WORK TO DO =>
1. Quote the passage on the new-trial motion word for word, starting with the words "The new trial, therefore, was" and ending after the words "to support it.".
2. In the passage on the new-trial motion, what problem with seating the jury does the fourth ground claim?

### TEXT PASSAGE

The motion for a new trial was based upon the following grounds:
"(1) There was no substantial evidence, or any evidence adduced on the trial of the cause that defendant was not guilty of negligence proximately causing the injuries sustained by plaintiffs;
"(2) The Court should have instructed the jury more fully in respect to contributory negligence as applies to children of tender years;
"(3) Insufficiency of evidence to justify the verdict;
"(4) Irregularity in impaneling of the jury wherein it appeared that practically all of the jurors had a personal acquaintance and friendship with defendant's attorney, and that the relationship of attorney and client existed between him and two of the jurors impaneled."
The court did not base its ruling upon any of the grounds specified (and could not properly have done so), but, in the order granting a new trial, recited as the grounds of its order the following:
"* * * the court finds that there has been a miscarriage of justice by denying plaintiff a recovery, and in the interests of substantial justice and the inherent right of the court to see that justice is administered in causes before it, the court hereby sets aside the verdict and judgment in this cause and grants the plaintiff a new trial."
The new trial, therefore, was granted by the court on its own motion, De Vall v. De Vall, 60 Or. 493, 118 P. 843, 120 P. 13, 40 L.R.A. (N.S.) 291, Ann. Cas. 1914A 409. Such an order may "be affirmed only on grounds set forth in the order or because of reversible error affirmatively appearing in the record." § 5-806, O.C.L.A. There being no such reversible error and no claim of any, the question is whether an Oregon trial court is empowered to set aside a verdict and grant a new trial because the court is of the opinion "that there has been a miscarriage of justice" and that "the interests of substantial justice" require such a course. Otherwise stated, the question is whether the court may set aside a verdict, because, in the court's opinion, it is manifestly wrong, notwithstanding there is substantial evidence in the record to support it.

######
### DATASET RECORDS

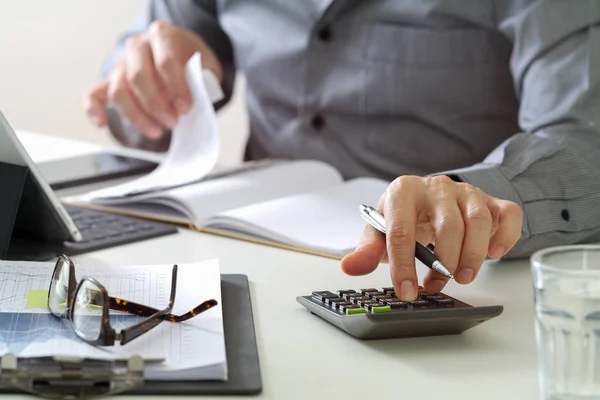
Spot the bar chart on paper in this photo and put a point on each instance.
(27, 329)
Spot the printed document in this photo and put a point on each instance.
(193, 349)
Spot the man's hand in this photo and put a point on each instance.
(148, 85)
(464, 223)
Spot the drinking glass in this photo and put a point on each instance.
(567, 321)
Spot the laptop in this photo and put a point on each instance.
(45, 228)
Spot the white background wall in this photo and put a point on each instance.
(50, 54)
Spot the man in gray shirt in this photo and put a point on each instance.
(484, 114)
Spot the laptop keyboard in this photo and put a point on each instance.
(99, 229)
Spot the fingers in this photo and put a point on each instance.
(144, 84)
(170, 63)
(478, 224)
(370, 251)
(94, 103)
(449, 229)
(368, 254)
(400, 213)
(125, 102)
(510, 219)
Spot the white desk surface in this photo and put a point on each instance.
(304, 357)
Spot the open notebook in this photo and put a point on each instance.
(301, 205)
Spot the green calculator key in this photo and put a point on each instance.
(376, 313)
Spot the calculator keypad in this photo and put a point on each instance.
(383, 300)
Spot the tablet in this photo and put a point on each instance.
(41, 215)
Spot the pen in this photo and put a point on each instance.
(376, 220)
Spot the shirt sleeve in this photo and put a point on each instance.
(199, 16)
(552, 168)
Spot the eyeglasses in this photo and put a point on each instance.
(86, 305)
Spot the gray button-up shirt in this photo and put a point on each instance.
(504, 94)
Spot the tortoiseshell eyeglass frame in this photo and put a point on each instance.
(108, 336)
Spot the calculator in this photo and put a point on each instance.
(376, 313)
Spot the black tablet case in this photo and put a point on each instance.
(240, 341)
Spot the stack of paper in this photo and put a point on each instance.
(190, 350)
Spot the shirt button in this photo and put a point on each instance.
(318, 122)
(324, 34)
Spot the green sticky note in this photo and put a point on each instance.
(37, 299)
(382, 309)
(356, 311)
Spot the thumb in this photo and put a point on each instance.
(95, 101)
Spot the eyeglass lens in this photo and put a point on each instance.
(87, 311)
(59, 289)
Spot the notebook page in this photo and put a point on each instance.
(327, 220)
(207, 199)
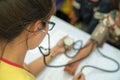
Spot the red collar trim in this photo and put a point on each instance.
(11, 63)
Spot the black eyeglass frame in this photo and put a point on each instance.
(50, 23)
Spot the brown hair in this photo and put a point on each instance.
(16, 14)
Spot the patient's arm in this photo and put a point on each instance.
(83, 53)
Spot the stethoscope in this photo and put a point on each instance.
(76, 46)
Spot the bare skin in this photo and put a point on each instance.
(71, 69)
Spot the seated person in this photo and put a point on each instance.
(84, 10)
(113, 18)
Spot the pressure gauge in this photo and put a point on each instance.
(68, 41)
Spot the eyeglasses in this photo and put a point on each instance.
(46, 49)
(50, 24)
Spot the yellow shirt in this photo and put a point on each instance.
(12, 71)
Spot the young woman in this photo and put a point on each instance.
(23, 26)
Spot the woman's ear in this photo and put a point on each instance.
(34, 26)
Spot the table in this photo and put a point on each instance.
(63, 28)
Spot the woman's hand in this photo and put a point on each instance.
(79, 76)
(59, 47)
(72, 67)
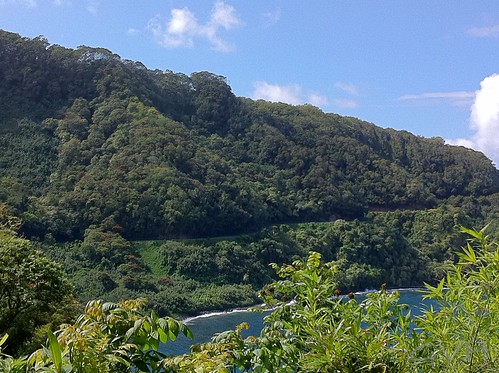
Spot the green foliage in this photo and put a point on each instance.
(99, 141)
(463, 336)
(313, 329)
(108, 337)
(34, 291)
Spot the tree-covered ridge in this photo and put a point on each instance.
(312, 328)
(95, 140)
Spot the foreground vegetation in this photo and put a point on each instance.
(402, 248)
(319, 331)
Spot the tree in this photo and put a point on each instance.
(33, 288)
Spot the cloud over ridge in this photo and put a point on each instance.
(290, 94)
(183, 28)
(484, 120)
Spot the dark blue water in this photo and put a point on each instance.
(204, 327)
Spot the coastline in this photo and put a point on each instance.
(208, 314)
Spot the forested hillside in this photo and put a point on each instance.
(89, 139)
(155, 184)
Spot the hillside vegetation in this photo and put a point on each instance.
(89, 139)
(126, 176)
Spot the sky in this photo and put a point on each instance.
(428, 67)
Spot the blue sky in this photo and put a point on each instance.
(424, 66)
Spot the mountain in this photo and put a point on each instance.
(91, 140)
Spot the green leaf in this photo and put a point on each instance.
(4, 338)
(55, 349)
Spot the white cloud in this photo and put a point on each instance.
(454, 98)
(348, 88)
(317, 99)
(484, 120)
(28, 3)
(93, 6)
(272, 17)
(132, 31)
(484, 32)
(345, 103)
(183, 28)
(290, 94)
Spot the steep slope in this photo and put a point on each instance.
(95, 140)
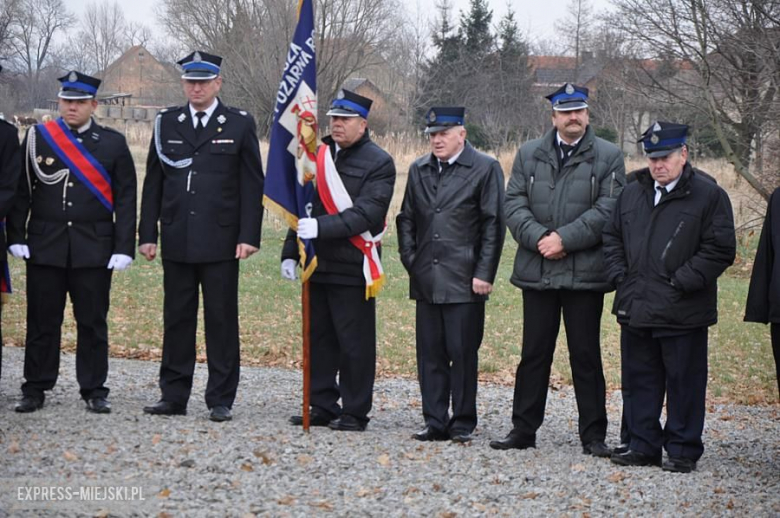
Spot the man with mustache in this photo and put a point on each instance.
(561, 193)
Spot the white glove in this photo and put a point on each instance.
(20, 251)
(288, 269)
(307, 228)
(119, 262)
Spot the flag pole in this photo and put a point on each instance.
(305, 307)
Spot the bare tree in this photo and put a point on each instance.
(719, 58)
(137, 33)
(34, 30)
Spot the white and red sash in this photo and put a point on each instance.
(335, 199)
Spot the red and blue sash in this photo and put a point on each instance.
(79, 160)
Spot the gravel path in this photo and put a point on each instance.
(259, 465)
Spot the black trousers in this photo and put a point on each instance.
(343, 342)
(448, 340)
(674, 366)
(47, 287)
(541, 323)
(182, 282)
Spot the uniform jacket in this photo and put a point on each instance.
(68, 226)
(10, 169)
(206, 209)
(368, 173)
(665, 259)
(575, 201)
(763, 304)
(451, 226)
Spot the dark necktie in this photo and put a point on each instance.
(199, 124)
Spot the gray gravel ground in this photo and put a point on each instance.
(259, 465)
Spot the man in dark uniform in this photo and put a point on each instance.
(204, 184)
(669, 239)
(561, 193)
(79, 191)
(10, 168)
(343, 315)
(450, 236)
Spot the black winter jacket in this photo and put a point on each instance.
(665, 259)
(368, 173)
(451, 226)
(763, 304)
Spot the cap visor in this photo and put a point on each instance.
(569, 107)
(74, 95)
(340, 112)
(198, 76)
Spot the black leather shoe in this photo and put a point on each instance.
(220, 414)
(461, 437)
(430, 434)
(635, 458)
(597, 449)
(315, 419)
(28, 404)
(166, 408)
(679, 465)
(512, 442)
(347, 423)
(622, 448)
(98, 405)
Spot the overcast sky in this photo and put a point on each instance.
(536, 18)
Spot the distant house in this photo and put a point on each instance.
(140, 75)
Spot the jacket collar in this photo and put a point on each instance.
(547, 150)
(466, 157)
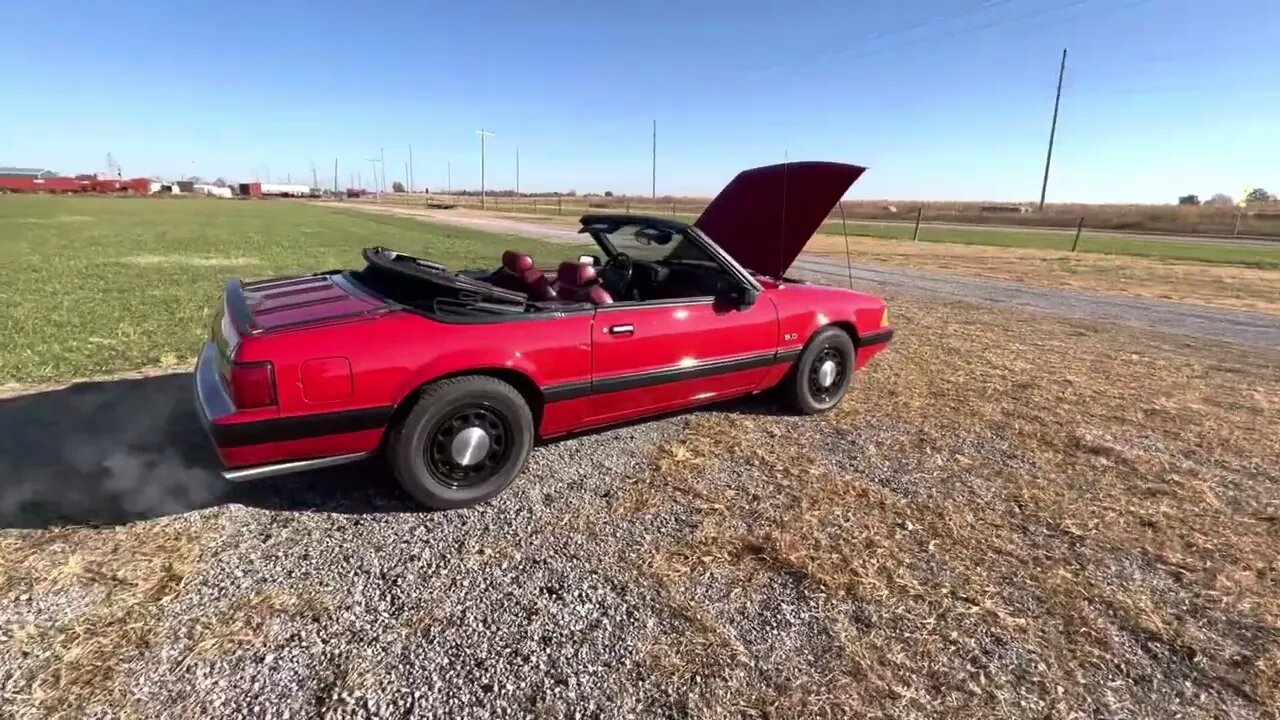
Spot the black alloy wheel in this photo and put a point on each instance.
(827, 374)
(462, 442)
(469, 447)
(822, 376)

######

RESULTS FOR THE EXERCISE =>
1.
The new trial, therefore, was granted by the court on its own motion, De Vall v. De Vall, 60 Or. 493, 118 P. 843, 120 P. 13, 40 L.R.A. (N.S.) 291, Ann. Cas. 1914A 409. Such an order may "be affirmed only on grounds set forth in the order or because of reversible error affirmatively appearing in the record." § 5-806, O.C.L.A. There being no such reversible error and no claim of any, the question is whether an Oregon trial court is empowered to set aside a verdict and grant a new trial because the court is of the opinion "that there has been a miscarriage of justice" and that "the interests of substantial justice" require such a course. Otherwise stated, the question is whether the court may set aside a verdict, because, in the court's opinion, it is manifestly wrong, notwithstanding there is substantial evidence in the record to support it.

2. Practically all of the jurors personally knew and were friends with the defendant's attorney, and he was the attorney for two of the jurors who were seated.